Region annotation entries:
━━━━━━

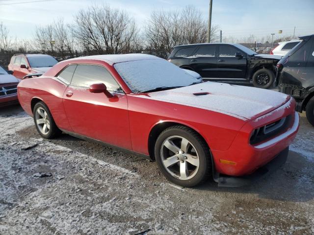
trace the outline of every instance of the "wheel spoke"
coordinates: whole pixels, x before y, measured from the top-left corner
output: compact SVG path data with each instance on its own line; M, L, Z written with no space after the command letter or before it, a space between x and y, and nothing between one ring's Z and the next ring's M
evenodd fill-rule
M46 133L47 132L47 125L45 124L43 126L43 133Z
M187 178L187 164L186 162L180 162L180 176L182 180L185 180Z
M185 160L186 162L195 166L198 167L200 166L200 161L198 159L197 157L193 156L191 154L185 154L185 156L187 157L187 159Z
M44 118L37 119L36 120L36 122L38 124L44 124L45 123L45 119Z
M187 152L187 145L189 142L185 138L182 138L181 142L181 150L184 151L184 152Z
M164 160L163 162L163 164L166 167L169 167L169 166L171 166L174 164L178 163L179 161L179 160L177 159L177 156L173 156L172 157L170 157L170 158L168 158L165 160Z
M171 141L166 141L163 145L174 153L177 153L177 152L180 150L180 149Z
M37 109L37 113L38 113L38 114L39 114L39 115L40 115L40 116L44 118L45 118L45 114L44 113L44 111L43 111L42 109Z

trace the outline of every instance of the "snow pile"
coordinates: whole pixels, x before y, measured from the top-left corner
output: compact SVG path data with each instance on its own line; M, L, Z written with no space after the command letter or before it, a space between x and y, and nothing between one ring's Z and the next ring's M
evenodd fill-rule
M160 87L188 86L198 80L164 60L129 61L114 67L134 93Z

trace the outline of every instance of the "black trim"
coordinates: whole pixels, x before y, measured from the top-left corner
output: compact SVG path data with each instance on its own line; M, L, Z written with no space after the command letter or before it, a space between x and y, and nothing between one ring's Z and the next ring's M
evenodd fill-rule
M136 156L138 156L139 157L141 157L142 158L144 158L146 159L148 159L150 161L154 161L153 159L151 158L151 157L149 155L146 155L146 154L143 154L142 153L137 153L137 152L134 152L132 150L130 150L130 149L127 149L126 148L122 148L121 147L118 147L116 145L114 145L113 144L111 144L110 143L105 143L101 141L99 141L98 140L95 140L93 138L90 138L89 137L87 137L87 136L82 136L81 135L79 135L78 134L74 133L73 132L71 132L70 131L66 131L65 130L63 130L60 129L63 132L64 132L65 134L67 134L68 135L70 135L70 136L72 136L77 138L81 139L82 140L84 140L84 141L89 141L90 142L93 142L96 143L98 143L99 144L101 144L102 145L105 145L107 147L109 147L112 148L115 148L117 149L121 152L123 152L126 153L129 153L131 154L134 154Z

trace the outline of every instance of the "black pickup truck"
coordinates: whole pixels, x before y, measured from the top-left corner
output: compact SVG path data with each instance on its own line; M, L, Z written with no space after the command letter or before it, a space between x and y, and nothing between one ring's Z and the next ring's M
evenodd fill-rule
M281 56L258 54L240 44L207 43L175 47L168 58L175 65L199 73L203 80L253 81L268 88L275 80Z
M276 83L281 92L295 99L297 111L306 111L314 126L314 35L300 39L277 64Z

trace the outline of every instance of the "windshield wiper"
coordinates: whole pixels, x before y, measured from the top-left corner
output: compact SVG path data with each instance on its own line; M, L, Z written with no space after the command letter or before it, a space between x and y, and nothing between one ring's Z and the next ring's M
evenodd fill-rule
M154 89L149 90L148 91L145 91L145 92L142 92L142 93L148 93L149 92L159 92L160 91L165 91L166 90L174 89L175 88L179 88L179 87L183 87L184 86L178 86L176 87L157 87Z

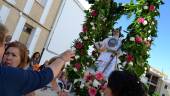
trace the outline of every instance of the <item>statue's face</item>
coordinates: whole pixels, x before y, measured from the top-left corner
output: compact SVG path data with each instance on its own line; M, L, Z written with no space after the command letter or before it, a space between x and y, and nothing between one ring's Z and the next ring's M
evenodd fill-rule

━━━━━━

### Written exercise
Rewrite every row above with "evenodd" swapped for "nonzero" and everything else left as it is, leaving out the pictures.

### Answer to the problem
trace the outline of every instance of the "wheel spoke"
coordinates: whole pixels, x before y, measured from the top-left corner
output: compact SVG path data with each instance on its own line; M, L, Z written with no space after the command letter or before it, a space between x and y, and nothing between one ring's Z and the next ring's M
nonzero fill-rule
M46 133L47 132L47 125L45 124L43 126L43 133Z
M187 178L187 164L186 162L180 162L180 176L182 180L185 180Z
M185 160L186 162L195 166L198 167L200 166L200 161L198 159L197 157L193 156L191 154L185 154L185 156L187 157L187 159Z
M44 118L37 119L36 120L36 122L38 124L44 124L45 123L45 119Z
M187 152L187 145L189 142L185 138L182 138L181 142L181 150L184 151L184 152Z
M164 160L163 162L163 164L166 167L169 167L169 166L171 166L174 164L178 163L179 161L179 160L177 159L177 156L173 156L172 157L170 157L170 158L168 158L165 160Z
M171 141L166 141L163 145L174 153L177 153L177 152L180 150L180 149Z
M37 109L37 113L38 113L38 114L39 114L39 115L40 115L40 116L44 118L45 118L45 114L44 113L44 111L43 111L42 109Z

trace the outline of every instance of the "snow pile"
coordinates: whole pixels, x before y, measured from the top-left corner
output: compact SVG path data with each instance on its own line; M, L, Z written with no space after the command letter or before it, a space between x and y, and nothing between one ring's Z and the next ring's M
nonzero fill-rule
M160 87L188 86L198 80L164 60L129 61L114 67L134 93Z

trace the outline of every instance of the "black trim"
coordinates: whole pixels, x before y, measured from the top-left corner
output: compact SVG path data with each instance on its own line; M, L, Z written with no space after the command letter or before it, a space between x and y, and nothing between one ring's Z and the next ring's M
nonzero fill-rule
M136 156L138 156L139 157L141 157L142 158L144 158L146 159L148 159L150 161L154 161L153 159L151 158L151 157L149 155L146 155L146 154L143 154L142 153L137 153L137 152L134 152L132 150L130 150L130 149L127 149L126 148L122 148L121 147L118 147L116 145L114 145L113 144L111 144L110 143L105 143L101 141L99 141L98 140L95 140L93 138L90 138L89 137L87 137L87 136L82 136L81 135L79 135L78 134L74 133L73 132L71 132L70 131L66 131L65 130L63 130L60 129L63 132L64 132L65 134L67 134L68 135L70 135L70 136L72 136L77 138L81 139L82 140L84 140L84 141L89 141L90 142L93 142L96 143L98 143L99 144L101 144L102 145L105 145L107 147L109 147L112 148L115 148L117 149L121 152L123 152L126 153L129 153L131 154L134 154Z

trace the outline of every instance of the "black pickup truck"
coordinates: whole pixels, x before y, measured from the top-left corner
output: compact SVG path data with each instance on its own line; M, L, Z written with no space after the command letter or before it, a space between x and y, and nothing between one ring's Z and the next ring's M
nonzero fill-rule
M281 56L258 54L240 44L207 43L175 47L168 58L175 65L199 73L203 80L253 81L268 88L275 80Z
M276 83L281 92L295 99L297 111L306 111L314 126L314 35L300 39L277 64Z

trace the outline of every instance of the "windshield wiper"
coordinates: whole pixels, x before y, measured from the top-left corner
output: compact SVG path data with each instance on its own line; M, L, Z written with no space after the command letter or before it, a space between x and y, and nothing between one ring's Z and the next ring's M
nonzero fill-rule
M154 89L149 90L148 91L145 91L145 92L142 92L142 93L148 93L149 92L159 92L160 91L165 91L166 90L174 89L175 88L179 88L179 87L183 87L184 86L178 86L176 87L157 87Z

trace the outline of every instance of the <item>statue's face</item>
coordinates: whole pixels, x before y, measured from the top-left corner
output: compact SVG path data with each instance on its own line; M, L, Z written with no space after the command letter or before it, a space between x and y, and nothing between one ring's Z and the next ring's M
nonzero fill-rule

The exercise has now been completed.